» SELECTED TEXT

---

Mahogany wood has a reddish-brown hue that deepens as the wood matures. The color isn’t consistent as you can notice some light and some dark areas.
It has a very smooth texture with hardly any voids. When it’s polished, it gives out an appealing reddish sheen.
Walnut wood has various grades of brown. It could be light brown or deep, dark brown that has a purplish hue or undertone.
Just like mahogany, it has a smooth texture when polished. It usually shows different shades of brown blending together as the sapwood tends to be lighter than the heartwood.
Mahogany Hardness & Density
With a 900 pounds/force and an average of 35 pounds per cubic foot, it’s safe to say that mahogany is one of the hardest and most dense woods out there.
Growing conditions and species play an important role in the final hardness of the wood. For example, African mahogany is slightly harder than South American mahogany.
Walnut Hardness & Density
Walnut wood is slightly harder and denser than mahogany wood. It has a hardness of 1,010 pounds/force and a density of 40 pounds/cubic foot.
This makes walnut sturdier than mahogany, but when it comes to furniture crafting, the difference in hardness and density is barely noticeable, especially after polishing.
The increased hardness won’t make much of a difference when it comes to constructing furniture, but it makes walnut wood much more reliable if you need wood carving, especially if you use black walnut.
Mahogany weighs around 32 pounds per cubic foot. It’s not the heaviest wood, but it’s heavy enough to construct reliable pieces of furniture.
Since it’s slightly less dense than walnut, it’s slightly lighter.
Walnut weighs an average of 37 pounds per cubic foot. It’s heavier than mahogany which makes sense because it’s denser.
Again, it’s not the heaviest but it’s more than enough for most projects. Compared to oak, for example, both mahogany and walnut are lighter.
There’s always a high demand for mahogany because of how reliable and sturdy it is.
In fact, in 2003, true mahogany (South American mahogany – Swietenia macrophylla) trade became illegal in the United States because of how rare it is.
Currently, 4 x 4 piece of African mahogany (Khaya spp.) will cost you anywhere between $4.30 to $8, sometimes even more.
Walnut wood is rarely grown in the United States, which makes it another rare find. However, unlike mahogany, it’s not illegal. It’s also more expensive than mahogany.
At the time of writing this article, a walnut 4 x 4 piece is priced between $4.7 to $11.
The difference in price between both types of woods isn’t that large, but it would scale up the more wood you use.
Best Uses for Mahogany
Mahogany’s good hardness, smooth texture, grained structure, and high polishability make it very versatile. Here’s what you can make out of mahogany wood:
Crafting furniture is probably the most popular use for mahogany. Its appealing classic-like appearance makes it a good choice for those who prefer wooden furniture.

---

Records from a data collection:
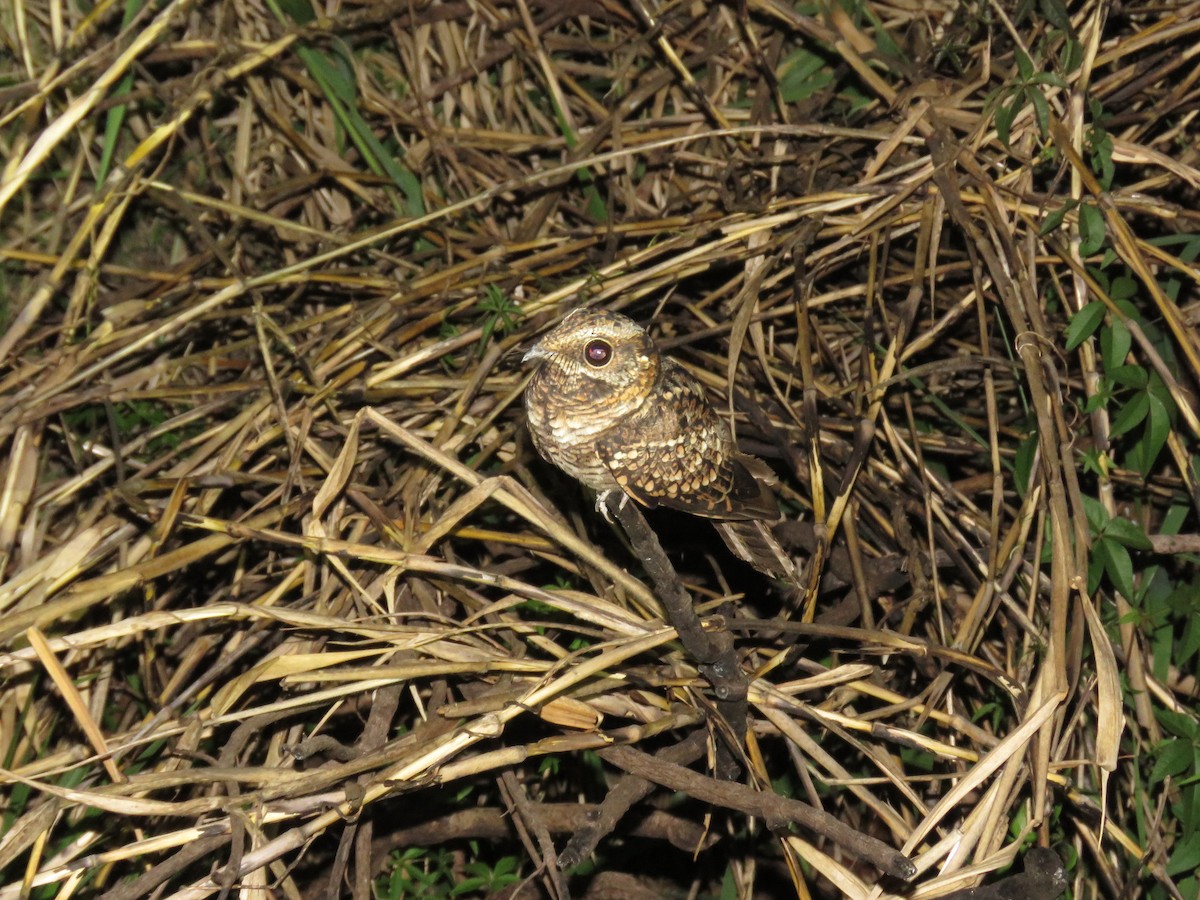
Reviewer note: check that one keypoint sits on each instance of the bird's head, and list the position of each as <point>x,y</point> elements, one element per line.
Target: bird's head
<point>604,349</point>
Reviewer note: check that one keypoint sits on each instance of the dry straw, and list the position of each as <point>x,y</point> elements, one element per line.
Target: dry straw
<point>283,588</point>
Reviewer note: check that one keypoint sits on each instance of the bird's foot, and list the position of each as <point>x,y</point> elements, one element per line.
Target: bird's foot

---

» WHAT TO DO
**a)** In the text on mahogany and walnut, in what year did trade in true mahogany become illegal in the United States?
**b)** Rewrite the entries as a Markdown table with the columns "No." and "Line", covering everything from the line containing "dry straw, and" down to the line containing "<point>283,588</point>". Leave out blank lines.

» RESPONSES TO THE TASKS
**a)** 2003

**b)**
| No. | Line |
|---|---|
| 1 | Reviewer note: check that one keypoint sits on each instance of the dry straw, and list the position of each as <point>x,y</point> elements, one element per line. |
| 2 | Target: dry straw |
| 3 | <point>283,588</point> |